====== EXERCISE MATERIALS
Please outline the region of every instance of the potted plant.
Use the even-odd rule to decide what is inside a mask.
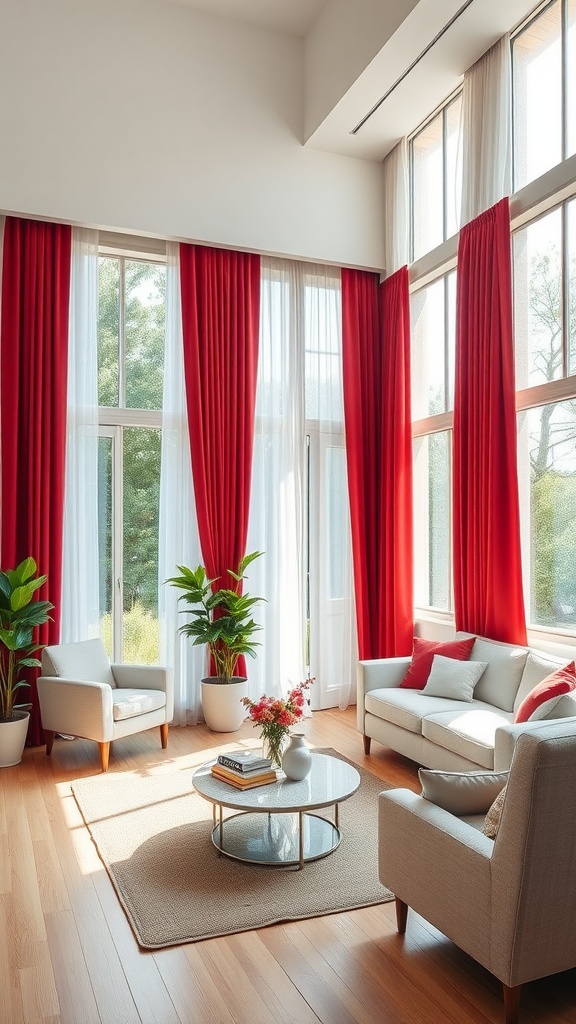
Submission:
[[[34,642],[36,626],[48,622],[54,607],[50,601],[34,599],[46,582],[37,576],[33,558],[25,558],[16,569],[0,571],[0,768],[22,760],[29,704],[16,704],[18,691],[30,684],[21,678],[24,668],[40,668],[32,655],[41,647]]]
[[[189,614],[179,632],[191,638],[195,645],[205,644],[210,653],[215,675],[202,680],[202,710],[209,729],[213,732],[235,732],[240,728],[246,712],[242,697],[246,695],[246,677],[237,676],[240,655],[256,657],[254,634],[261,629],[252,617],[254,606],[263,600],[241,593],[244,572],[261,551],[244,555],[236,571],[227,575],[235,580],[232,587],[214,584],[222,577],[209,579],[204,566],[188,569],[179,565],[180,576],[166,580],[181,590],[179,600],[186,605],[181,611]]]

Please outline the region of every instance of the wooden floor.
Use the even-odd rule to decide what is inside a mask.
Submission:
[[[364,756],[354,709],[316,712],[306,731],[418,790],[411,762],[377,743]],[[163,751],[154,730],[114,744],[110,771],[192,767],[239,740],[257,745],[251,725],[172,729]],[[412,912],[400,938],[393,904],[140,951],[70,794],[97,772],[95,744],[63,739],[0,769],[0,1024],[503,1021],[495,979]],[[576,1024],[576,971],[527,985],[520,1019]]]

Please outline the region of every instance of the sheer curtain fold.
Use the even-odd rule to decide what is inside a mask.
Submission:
============
> PROBLEM TO WORK ON: Copy out the data verbatim, with no pictures.

> RESPONSE FOR THIS EXERCISE:
Please outline the region of every instance of the potted plant.
Use the even-odd rule to decide what is inside a mask.
Submission:
[[[34,642],[36,626],[48,622],[54,607],[50,601],[34,599],[46,582],[37,576],[33,558],[25,558],[16,569],[0,571],[0,768],[22,760],[29,704],[16,704],[18,691],[30,684],[21,678],[24,668],[40,668],[32,655],[41,647]]]
[[[189,614],[179,632],[191,638],[195,645],[205,644],[210,653],[215,675],[202,680],[202,710],[209,729],[213,732],[235,732],[240,728],[246,712],[242,697],[246,695],[246,677],[237,676],[240,655],[256,657],[254,634],[261,629],[252,617],[254,606],[263,600],[241,593],[244,572],[261,551],[244,555],[236,571],[227,575],[235,580],[232,587],[214,584],[222,577],[209,579],[204,566],[188,569],[179,565],[180,576],[166,580],[181,590],[179,600],[186,605],[181,611]]]

Please outline the region of every instance of the wooden floor.
Use the even-odd rule to decide what is inside a mask.
Submission:
[[[364,756],[354,709],[316,712],[306,731],[418,790],[411,762],[377,743]],[[163,751],[154,730],[114,744],[110,771],[192,767],[239,740],[257,745],[251,725],[172,729]],[[412,912],[400,938],[393,904],[140,951],[70,794],[97,772],[95,744],[63,739],[0,769],[0,1024],[503,1021],[495,979]],[[576,1024],[576,971],[527,985],[520,1019]]]

Please outline the region of every instance of the sheer curtain fold.
Use the even-odd rule to decide what is inside a mask.
Submission:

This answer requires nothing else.